EXERCISE AIM
Leave every entry as it is and write the data out in full.

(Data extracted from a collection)

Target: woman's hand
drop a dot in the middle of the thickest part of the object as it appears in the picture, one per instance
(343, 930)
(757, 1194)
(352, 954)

REPLY
Target: woman's hand
drop a dot in the middle of the thickest part of the object as it appears in the picture, one per instance
(343, 930)
(757, 1194)
(352, 954)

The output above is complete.